■ EXERCISE REQUIREMENTS: Could you write out the material below again, changing "negative clicks" to "negative points" and leaving everything else the same?

======

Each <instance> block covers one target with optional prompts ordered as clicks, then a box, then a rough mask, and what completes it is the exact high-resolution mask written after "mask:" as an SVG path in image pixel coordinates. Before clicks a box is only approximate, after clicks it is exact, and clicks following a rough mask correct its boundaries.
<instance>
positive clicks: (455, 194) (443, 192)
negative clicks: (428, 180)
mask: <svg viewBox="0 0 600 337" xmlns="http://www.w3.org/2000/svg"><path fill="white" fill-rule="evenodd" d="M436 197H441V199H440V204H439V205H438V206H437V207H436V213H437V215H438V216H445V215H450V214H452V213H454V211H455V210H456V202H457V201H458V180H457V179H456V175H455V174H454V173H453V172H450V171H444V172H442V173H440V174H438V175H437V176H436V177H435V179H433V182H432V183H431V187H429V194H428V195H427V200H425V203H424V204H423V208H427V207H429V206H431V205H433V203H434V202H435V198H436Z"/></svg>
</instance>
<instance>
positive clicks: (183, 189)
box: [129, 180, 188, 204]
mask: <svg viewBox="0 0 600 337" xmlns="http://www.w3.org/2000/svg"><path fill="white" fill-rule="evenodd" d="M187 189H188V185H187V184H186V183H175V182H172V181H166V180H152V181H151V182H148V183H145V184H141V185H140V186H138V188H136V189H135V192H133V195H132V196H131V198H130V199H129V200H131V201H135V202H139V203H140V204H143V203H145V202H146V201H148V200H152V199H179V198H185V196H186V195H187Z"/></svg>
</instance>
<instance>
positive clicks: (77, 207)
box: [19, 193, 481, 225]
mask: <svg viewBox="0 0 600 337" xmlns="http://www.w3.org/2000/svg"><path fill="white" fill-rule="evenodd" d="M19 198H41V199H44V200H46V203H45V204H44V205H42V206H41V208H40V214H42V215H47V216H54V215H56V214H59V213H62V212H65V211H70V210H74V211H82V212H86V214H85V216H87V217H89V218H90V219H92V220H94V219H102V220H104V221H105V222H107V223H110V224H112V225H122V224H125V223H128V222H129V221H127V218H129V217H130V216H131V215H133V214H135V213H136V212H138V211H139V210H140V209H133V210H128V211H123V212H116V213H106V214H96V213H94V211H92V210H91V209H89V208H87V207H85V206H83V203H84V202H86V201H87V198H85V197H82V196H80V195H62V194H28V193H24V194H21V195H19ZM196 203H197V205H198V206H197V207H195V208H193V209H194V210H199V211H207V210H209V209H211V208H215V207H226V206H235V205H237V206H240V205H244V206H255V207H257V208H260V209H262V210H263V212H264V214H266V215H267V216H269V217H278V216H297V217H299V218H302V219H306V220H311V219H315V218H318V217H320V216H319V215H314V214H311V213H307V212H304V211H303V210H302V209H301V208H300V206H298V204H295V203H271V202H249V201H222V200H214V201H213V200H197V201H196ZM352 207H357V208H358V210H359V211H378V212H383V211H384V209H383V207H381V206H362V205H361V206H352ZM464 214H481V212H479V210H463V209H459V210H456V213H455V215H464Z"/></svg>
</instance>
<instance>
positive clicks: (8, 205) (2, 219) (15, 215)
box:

======

■ ANSWER FOR THIS EXERCISE:
Each <instance> block covers one target with optional prompts ordered as clicks, then a box, then a rough mask, and what completes it is the exact high-resolution mask written after "mask:" as an SVG path in image pixel coordinates. Before clicks a box is only approximate, after clicks it is exact, and clicks following a rough mask correct its boundaries.
<instance>
positive clicks: (455, 194) (443, 192)
negative points: (428, 180)
mask: <svg viewBox="0 0 600 337" xmlns="http://www.w3.org/2000/svg"><path fill="white" fill-rule="evenodd" d="M436 197H441V199H440V204H439V205H438V206H437V207H436V213H437V215H438V216H445V215H450V214H452V213H454V211H455V210H456V202H457V201H458V180H457V179H456V175H455V174H454V173H453V172H450V171H444V172H442V173H440V174H438V175H437V176H436V177H435V179H433V182H432V183H431V187H429V194H428V195H427V200H425V203H424V204H423V208H427V207H429V206H431V205H433V203H434V202H435V198H436Z"/></svg>
</instance>
<instance>
positive clicks: (183, 189)
box: [129, 180, 188, 204]
mask: <svg viewBox="0 0 600 337" xmlns="http://www.w3.org/2000/svg"><path fill="white" fill-rule="evenodd" d="M187 189H188V185H187V184H186V183H175V182H172V181H166V180H152V181H151V182H148V183H145V184H141V185H140V186H138V188H136V189H135V192H133V195H132V196H131V198H130V199H129V200H131V201H135V202H139V203H140V204H143V203H145V202H146V201H148V200H152V199H179V198H185V196H186V195H187Z"/></svg>
</instance>
<instance>
positive clicks: (77, 207)
box: [19, 193, 481, 225]
mask: <svg viewBox="0 0 600 337" xmlns="http://www.w3.org/2000/svg"><path fill="white" fill-rule="evenodd" d="M19 198H41V199H44V200H46V203H45V204H44V205H42V206H41V208H40V214H42V215H47V216H54V215H56V214H59V213H62V212H65V211H70V210H74V211H82V212H86V214H85V216H87V217H89V218H90V219H92V220H94V219H102V220H104V221H105V222H107V223H110V224H112V225H122V224H125V223H128V222H129V221H127V218H129V217H130V216H131V215H133V214H135V213H136V212H138V211H139V210H140V209H133V210H128V211H123V212H116V213H106V214H96V213H94V211H92V210H91V209H89V208H87V207H85V206H83V203H84V202H86V201H87V198H85V197H82V196H80V195H62V194H28V193H24V194H21V195H19ZM196 203H197V205H198V206H197V207H195V208H193V209H194V210H199V211H207V210H209V209H211V208H215V207H226V206H235V205H237V206H240V205H244V206H255V207H257V208H260V209H262V210H263V212H264V214H266V215H267V216H269V217H278V216H297V217H299V218H302V219H306V220H311V219H315V218H318V217H320V216H319V215H314V214H311V213H307V212H304V211H303V210H302V209H301V208H300V206H298V204H295V203H271V202H249V201H222V200H214V201H213V200H197V201H196ZM352 207H357V208H358V210H359V211H378V212H383V211H384V209H383V207H381V206H362V205H361V206H352ZM464 214H481V212H479V210H463V209H459V210H456V213H455V215H464Z"/></svg>
</instance>
<instance>
positive clicks: (8, 205) (2, 219) (15, 215)
box:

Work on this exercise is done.